## WHAT IS BEING ASKED
In the material below, count the lines where the word "shirt" appears. Nothing but the number, please.

## LISTED ENTRIES
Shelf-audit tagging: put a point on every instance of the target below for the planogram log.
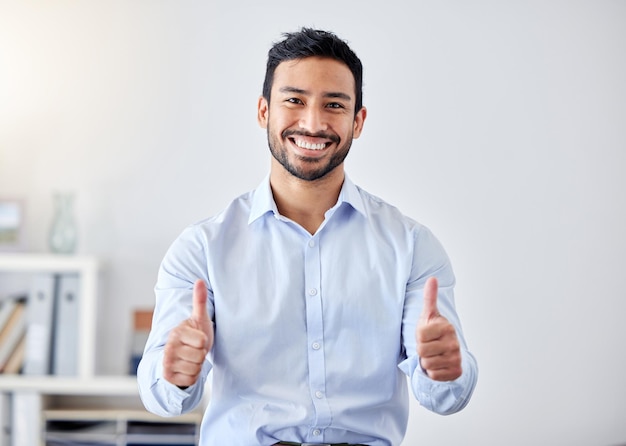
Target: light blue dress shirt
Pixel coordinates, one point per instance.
(314, 334)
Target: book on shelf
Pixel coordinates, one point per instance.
(142, 322)
(64, 355)
(39, 324)
(11, 333)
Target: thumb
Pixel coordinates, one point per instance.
(430, 311)
(198, 312)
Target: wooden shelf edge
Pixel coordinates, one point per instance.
(61, 385)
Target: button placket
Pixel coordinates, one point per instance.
(315, 334)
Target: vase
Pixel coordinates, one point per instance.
(63, 235)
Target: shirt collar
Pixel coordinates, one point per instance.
(263, 200)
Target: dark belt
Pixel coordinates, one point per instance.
(289, 443)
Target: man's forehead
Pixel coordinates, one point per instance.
(298, 73)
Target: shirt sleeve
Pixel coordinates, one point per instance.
(184, 263)
(430, 259)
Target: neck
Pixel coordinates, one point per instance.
(305, 202)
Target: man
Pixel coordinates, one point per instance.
(309, 299)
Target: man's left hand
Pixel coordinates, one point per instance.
(437, 343)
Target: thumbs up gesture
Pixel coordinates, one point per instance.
(188, 344)
(437, 343)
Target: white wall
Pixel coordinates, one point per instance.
(500, 125)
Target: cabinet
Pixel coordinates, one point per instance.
(49, 410)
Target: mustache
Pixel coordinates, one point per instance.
(332, 137)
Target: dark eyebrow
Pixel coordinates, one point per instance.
(336, 95)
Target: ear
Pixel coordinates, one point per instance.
(262, 112)
(359, 120)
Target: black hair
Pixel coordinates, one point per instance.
(309, 43)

## SOLUTION FOR THIS TASK
3